Problems to solve:
A. In the earnings call excerpt, what minimum net cash position has been given as the target?
B. Rewrite the records, swapping "sighting tally" for "spotting log" everywhere it occurs and leaving all else unchanged. Return only everything from the line containing "of the dog in" down to the end of the records.

Provided passage:
Terrific. Maybe a quick follow-up for Jerome. With today's capital allocation announcement, can you just remind us how you're thinking about targeted net cash and future leverage, particularly with the business outlook improving?

Yes. No, thanks, Itay. Generally, we have given a $100 million net cash position as kind of our minimum target for net cash. And as you know, today, we are well in excess of this. So that is not the only reason, but one of the reasons why we feel very confident with initiating a dividend. We've been constantly generating good EBITDA as well as strong cash flows in the last few quarters and years, in fact, and we expect this to continue. So that's really a testament to the strong cash flow generation. We still have $125 million authorized on our $20 million share repurchase authorization, and we'll be reactivating this quarter on top of initiating the dividends.

Operator

And our next question comes from the line of Mark Delaney with Goldman Sachs.

Speaker 5

Visteon has talked about the success it's had with Toyota, and you mentioned at a recent conference that Toyota could account for about 10% of your total revenue in 2028. Given how big and important Toyota is as a global OEM, I am hoping to better understand if you think there's the opportunity to further penetrate that customer beyond what you've done so far? And if success with Toyota could also position Visteon to get additional wins with other Japanese auto OEMs?

Yes. Mark, that's a good question, and let me take that first. So if you look at the progress that we have made with Toyota, it has really been on a few of their, I would say, very high-profile vehicles such as Global Camry, Land Cruiser. We also won content on the Tundra, Sequoia for North America, and Corolla for China. Our wins have been mostly for digital clusters and to a smaller extent displays. I should also mention we have won displays for the Nexus brand as well. So of the various products that we offer, it's still relatively, I would say, a modest portion of the total opportunity that we see at Toyota. So we believe that this year, okay, we have done well with them so far. Last year, it was a very strong year in terms of new business wins, and we expect to continue to win business with Toyota as we go forward. At this stage, really what we need to be focused on is the execution of the many programs that we have won and the successful launch and introduction into the market. So far, so good. So we're very happy with where the relationship is standing today. And I'm looking forward to continuing this relationship and establishing an even stronger bond and a relationship here in the coming quarters. So I think everything so far is going as per we would have liked it to go and nothing more to comment on that, and we continue to remain very optimistic about the future.

(Stored items)
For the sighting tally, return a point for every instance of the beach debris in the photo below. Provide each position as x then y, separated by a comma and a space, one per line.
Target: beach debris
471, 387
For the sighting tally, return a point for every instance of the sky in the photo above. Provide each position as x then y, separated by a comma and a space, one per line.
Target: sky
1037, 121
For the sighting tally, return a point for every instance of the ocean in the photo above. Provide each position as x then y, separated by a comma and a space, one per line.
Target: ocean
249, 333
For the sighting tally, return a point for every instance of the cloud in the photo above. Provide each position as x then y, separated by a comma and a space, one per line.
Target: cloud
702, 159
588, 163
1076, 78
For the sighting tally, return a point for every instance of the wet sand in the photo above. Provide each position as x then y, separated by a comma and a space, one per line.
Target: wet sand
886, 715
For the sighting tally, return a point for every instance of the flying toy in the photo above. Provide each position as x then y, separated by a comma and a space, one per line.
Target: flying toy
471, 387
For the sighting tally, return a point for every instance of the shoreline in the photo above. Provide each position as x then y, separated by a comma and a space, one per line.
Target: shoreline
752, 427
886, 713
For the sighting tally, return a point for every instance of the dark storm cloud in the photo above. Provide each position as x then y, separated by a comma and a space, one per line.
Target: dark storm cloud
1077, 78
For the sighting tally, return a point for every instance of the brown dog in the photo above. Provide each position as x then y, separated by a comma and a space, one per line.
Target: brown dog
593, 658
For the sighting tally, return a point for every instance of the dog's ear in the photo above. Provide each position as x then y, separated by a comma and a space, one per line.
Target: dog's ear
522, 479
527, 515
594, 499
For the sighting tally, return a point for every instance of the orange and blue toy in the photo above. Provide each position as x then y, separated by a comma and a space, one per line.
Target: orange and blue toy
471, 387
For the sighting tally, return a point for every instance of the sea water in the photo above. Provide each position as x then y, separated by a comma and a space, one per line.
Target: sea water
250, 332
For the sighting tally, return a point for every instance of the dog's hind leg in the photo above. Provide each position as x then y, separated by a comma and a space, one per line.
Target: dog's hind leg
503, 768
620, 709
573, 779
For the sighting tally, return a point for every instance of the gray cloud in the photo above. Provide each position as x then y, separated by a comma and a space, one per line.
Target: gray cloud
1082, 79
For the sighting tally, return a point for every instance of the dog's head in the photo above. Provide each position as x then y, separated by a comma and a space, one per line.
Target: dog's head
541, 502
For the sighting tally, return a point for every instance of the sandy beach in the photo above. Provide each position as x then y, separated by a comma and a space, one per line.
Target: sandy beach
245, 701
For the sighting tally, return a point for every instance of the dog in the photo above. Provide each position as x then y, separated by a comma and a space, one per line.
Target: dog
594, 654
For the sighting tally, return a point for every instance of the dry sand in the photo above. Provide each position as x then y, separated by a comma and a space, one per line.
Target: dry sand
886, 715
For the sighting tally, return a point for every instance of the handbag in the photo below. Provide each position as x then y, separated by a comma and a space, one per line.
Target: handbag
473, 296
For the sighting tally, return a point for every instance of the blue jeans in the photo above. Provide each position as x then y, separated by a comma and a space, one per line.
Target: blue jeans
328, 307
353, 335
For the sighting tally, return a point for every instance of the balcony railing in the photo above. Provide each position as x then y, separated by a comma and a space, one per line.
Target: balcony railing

Answers to each task:
A. A $100 million net cash position.

B.
For the spotting log, return a point for every instance of the dog in the photo above. Provide each position as x then y, separated by a comma and a space, one per line.
Target: dog
594, 654
For the spotting log, return a point for every instance of the dry sand in the photo above. Provide each position as x then y, separated by a comma and a space, one per line.
Target: dry sand
886, 715
For the spotting log, return a point for every instance of the handbag in the photo below. Provide each position as x then y, separated by a comma and a space, one per line.
Target: handbag
473, 296
For the spotting log, return a point for every instance of the blue jeans in the photo above. Provide each position as x then y, separated by a comma and a space, one per line.
Target: blue jeans
328, 307
353, 335
For the spotting log, return a point for every instance of the balcony railing in the photo above. Provide each position as x then y, separated by a comma and a space, one per line.
Target: balcony railing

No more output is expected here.